─── Data shown
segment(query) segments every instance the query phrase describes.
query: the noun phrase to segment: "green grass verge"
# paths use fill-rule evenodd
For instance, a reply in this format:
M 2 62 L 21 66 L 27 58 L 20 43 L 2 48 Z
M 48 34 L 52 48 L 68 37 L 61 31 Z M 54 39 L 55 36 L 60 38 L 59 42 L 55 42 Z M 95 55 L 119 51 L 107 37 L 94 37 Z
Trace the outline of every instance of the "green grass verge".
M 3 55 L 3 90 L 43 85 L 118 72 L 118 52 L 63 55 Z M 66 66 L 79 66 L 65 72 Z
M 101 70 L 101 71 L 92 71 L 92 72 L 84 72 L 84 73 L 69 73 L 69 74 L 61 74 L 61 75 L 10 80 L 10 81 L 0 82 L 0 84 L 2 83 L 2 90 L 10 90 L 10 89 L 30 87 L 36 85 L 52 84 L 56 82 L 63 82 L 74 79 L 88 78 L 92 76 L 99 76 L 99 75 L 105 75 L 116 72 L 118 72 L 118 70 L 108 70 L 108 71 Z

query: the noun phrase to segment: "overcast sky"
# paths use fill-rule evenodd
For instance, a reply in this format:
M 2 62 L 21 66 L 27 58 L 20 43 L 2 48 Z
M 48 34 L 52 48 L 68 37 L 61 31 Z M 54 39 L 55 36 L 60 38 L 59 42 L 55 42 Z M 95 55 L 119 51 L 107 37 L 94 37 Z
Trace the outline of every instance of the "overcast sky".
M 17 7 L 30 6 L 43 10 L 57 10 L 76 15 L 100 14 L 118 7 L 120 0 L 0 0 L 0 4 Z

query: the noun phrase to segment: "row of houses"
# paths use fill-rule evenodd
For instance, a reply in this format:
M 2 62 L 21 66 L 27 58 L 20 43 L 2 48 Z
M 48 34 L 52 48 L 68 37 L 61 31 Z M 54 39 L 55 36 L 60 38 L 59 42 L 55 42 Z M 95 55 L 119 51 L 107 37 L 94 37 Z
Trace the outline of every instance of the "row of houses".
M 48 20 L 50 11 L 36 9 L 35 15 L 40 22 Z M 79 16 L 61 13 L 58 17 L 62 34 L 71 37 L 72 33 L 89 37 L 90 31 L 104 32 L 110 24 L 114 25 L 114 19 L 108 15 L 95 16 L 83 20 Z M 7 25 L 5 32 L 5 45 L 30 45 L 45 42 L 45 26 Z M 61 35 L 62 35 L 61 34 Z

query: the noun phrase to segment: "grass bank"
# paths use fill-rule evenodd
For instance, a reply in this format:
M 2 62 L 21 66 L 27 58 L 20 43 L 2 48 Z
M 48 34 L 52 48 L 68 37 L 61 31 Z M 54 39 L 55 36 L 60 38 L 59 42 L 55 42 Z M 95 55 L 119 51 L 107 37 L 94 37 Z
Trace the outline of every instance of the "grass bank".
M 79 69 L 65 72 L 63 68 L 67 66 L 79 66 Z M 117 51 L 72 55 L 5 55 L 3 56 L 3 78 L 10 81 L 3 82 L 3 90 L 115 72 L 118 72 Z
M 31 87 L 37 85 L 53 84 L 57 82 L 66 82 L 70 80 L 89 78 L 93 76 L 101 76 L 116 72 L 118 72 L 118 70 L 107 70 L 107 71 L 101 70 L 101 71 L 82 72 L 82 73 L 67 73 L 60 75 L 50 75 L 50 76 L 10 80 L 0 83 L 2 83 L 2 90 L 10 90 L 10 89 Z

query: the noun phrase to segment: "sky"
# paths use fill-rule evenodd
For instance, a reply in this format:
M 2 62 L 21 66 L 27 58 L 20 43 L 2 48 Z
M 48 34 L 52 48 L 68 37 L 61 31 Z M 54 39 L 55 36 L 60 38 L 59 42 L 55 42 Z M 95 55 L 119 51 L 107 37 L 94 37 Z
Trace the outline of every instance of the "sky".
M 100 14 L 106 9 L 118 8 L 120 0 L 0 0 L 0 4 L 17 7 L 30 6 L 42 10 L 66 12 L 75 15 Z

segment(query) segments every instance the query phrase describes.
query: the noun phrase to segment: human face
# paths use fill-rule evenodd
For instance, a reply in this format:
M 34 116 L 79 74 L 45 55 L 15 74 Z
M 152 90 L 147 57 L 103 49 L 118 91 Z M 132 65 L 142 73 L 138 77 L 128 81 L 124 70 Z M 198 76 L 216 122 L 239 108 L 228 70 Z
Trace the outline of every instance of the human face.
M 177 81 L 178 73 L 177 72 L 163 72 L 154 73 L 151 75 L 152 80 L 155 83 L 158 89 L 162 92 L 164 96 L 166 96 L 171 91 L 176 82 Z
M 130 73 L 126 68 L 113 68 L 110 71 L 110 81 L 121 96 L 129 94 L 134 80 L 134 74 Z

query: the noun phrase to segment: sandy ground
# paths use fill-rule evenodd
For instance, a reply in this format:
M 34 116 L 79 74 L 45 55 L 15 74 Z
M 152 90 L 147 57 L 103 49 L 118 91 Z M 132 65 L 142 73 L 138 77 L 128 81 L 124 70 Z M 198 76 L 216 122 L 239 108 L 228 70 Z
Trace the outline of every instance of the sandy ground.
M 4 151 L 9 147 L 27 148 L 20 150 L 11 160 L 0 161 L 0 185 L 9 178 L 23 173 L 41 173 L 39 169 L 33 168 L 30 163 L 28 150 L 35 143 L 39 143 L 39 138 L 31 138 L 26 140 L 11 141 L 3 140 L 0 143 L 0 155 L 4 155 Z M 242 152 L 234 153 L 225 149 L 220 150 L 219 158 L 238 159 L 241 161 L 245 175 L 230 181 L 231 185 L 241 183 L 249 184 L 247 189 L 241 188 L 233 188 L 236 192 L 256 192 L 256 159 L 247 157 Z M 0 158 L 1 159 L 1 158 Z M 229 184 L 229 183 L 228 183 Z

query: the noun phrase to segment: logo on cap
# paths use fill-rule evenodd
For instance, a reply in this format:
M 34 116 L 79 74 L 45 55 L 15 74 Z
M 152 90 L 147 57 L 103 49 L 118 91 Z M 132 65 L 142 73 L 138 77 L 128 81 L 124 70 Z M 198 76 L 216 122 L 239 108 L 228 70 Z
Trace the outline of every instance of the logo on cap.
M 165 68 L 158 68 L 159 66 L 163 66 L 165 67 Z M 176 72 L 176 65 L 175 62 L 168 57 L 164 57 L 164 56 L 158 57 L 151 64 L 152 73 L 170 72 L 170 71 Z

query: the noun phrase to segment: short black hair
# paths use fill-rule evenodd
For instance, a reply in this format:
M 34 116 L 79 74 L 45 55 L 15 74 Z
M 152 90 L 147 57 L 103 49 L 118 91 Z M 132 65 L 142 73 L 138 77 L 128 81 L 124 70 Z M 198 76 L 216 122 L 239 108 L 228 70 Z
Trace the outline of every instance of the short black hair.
──────
**Goal of the exercise**
Write out the entries above once more, without altering anything.

**Solution to this problem**
segment(query) segments every instance the query phrase describes.
query: the noun phrase to segment: "green grass verge"
# paths use fill-rule evenodd
For instance, a reply in this format:
M 2 62 L 21 66 L 27 58 L 20 43 L 2 48 Z
M 48 34 L 52 48 L 68 37 L 61 31 Z M 54 39 L 55 36 L 60 38 L 59 42 L 55 42 Z M 95 55 L 119 51 L 107 37 L 94 37 Z
Trace the outline of every instance of the "green grass verge".
M 3 55 L 3 90 L 43 85 L 118 72 L 118 52 L 63 55 Z M 66 66 L 79 66 L 65 72 Z
M 101 70 L 101 71 L 92 71 L 92 72 L 84 72 L 84 73 L 69 73 L 69 74 L 61 74 L 61 75 L 10 80 L 10 81 L 0 82 L 0 84 L 2 83 L 2 90 L 10 90 L 10 89 L 30 87 L 36 85 L 52 84 L 56 82 L 63 82 L 74 79 L 88 78 L 92 76 L 99 76 L 99 75 L 105 75 L 116 72 L 118 72 L 118 70 L 108 70 L 108 71 Z

query: the noun phrase to segment: "overcast sky"
# paths use fill-rule evenodd
For instance, a reply in this format:
M 2 62 L 21 66 L 27 58 L 20 43 L 2 48 Z
M 48 34 L 52 48 L 68 37 L 61 31 Z M 54 39 L 55 36 L 60 38 L 59 42 L 55 42 Z M 95 55 L 119 51 L 107 37 L 94 37 Z
Trace the outline of every instance of the "overcast sky".
M 17 7 L 30 6 L 43 10 L 57 10 L 76 15 L 100 14 L 118 7 L 120 0 L 0 0 L 0 4 Z

query: the noun phrase to segment: "row of houses"
# paths use fill-rule evenodd
For instance, a reply in this format:
M 2 62 L 21 66 L 27 58 L 20 43 L 2 48 Z
M 48 34 L 52 48 L 68 37 L 61 31 Z M 54 39 L 55 36 L 60 38 L 59 42 L 55 42 Z M 95 55 L 119 51 L 107 37 L 94 37 Z
Trace the outline of every instance of the "row of houses".
M 48 20 L 50 11 L 36 9 L 35 15 L 40 22 Z M 79 16 L 61 13 L 58 17 L 62 34 L 71 37 L 72 33 L 89 37 L 90 31 L 104 32 L 110 24 L 114 25 L 114 19 L 108 15 L 95 16 L 83 20 Z M 7 25 L 5 32 L 5 45 L 30 45 L 45 42 L 45 26 Z M 61 35 L 62 35 L 61 34 Z

query: the noun phrase to segment: "grass bank"
# paths use fill-rule evenodd
For instance, a reply in this format:
M 2 62 L 21 66 L 27 58 L 20 43 L 2 48 Z
M 48 34 L 52 48 L 68 37 L 61 31 Z M 54 39 L 55 36 L 60 38 L 59 42 L 55 42 Z M 95 55 L 119 51 L 107 37 L 94 37 Z
Trace the outline of every instance of the "grass bank".
M 79 69 L 65 72 L 63 68 L 67 66 L 79 66 Z M 117 51 L 72 55 L 5 55 L 3 56 L 3 78 L 10 81 L 3 82 L 3 90 L 115 72 L 118 72 Z
M 31 87 L 37 85 L 53 84 L 57 82 L 66 82 L 70 80 L 89 78 L 93 76 L 101 76 L 116 72 L 118 72 L 118 70 L 107 70 L 107 71 L 101 70 L 101 71 L 82 72 L 82 73 L 67 73 L 60 75 L 50 75 L 50 76 L 10 80 L 0 83 L 2 83 L 2 90 L 10 90 L 10 89 Z

query: the noun phrase to segment: "sky"
# paths use fill-rule evenodd
For instance, a reply in this format:
M 2 62 L 21 66 L 27 58 L 20 43 L 2 48 Z
M 48 34 L 52 48 L 68 37 L 61 31 Z M 54 39 L 55 36 L 60 38 L 59 42 L 55 42 Z M 95 55 L 119 51 L 107 37 L 94 37 Z
Trace the outline of every instance of the "sky".
M 100 14 L 106 9 L 118 8 L 120 0 L 0 0 L 0 4 L 17 7 L 30 6 L 42 10 L 66 12 L 75 15 Z

segment(query) segments every instance the query phrase describes.
query: the noun phrase to segment: human face
# paths use fill-rule evenodd
For instance, a reply in this format:
M 34 116 L 79 74 L 45 55 L 15 74 Z
M 152 90 L 147 57 L 103 49 L 118 91 Z M 132 65 L 142 73 L 138 77 L 128 81 L 124 70 Z M 198 76 L 216 122 L 239 108 L 228 70 Z
Trace the outline of every instance of the human face.
M 177 81 L 178 73 L 177 72 L 163 72 L 154 73 L 151 75 L 152 80 L 155 83 L 158 89 L 162 92 L 164 96 L 166 96 L 171 91 L 176 82 Z
M 130 73 L 126 68 L 113 68 L 110 71 L 110 81 L 121 96 L 129 94 L 134 80 L 134 74 Z

query: the noun phrase to segment: sandy ground
# paths use fill-rule evenodd
For instance, a reply in this format:
M 34 116 L 79 74 L 45 55 L 15 74 Z
M 152 90 L 147 57 L 103 49 L 118 91 Z M 132 65 L 142 73 L 138 77 L 128 81 L 124 70 Z M 198 76 L 216 122 L 239 108 L 228 70 Z
Trace the outline of every instance of the sandy ground.
M 4 151 L 9 147 L 27 148 L 20 150 L 11 160 L 0 161 L 0 185 L 9 178 L 23 173 L 41 173 L 39 169 L 33 168 L 30 163 L 28 150 L 35 143 L 39 143 L 39 138 L 31 138 L 26 140 L 11 141 L 3 140 L 0 143 L 0 155 L 4 155 Z M 242 152 L 234 153 L 225 149 L 220 150 L 219 158 L 238 159 L 241 161 L 245 175 L 230 181 L 231 185 L 241 183 L 249 184 L 247 189 L 241 188 L 233 188 L 236 192 L 256 192 L 256 159 L 247 157 Z M 0 158 L 1 159 L 1 158 Z M 229 184 L 229 183 L 228 183 Z

query: the noun phrase to segment: logo on cap
# paths use fill-rule evenodd
For instance, a reply in this format:
M 34 116 L 79 74 L 45 55 L 15 74 Z
M 152 90 L 147 57 L 103 49 L 118 91 Z M 132 65 L 142 73 L 138 77 L 128 81 L 124 70 Z M 198 76 L 216 122 L 239 108 L 228 70 Z
Trace the outline of every instance of the logo on cap.
M 165 68 L 158 68 L 159 66 L 163 66 L 165 67 Z M 176 72 L 176 65 L 175 62 L 168 57 L 164 57 L 164 56 L 158 57 L 151 64 L 152 73 L 170 72 L 170 71 Z

query: the noun phrase to segment: short black hair
# paths use fill-rule evenodd
For instance, a reply in this format:
M 34 116 L 79 74 L 45 55 L 15 74 Z
M 152 90 L 147 57 L 103 49 L 118 91 Z M 132 65 L 142 73 L 138 77 L 128 81 L 124 70 Z M 198 76 L 216 122 L 239 108 L 228 70 Z
Trace the outline of every instance of the short black hair.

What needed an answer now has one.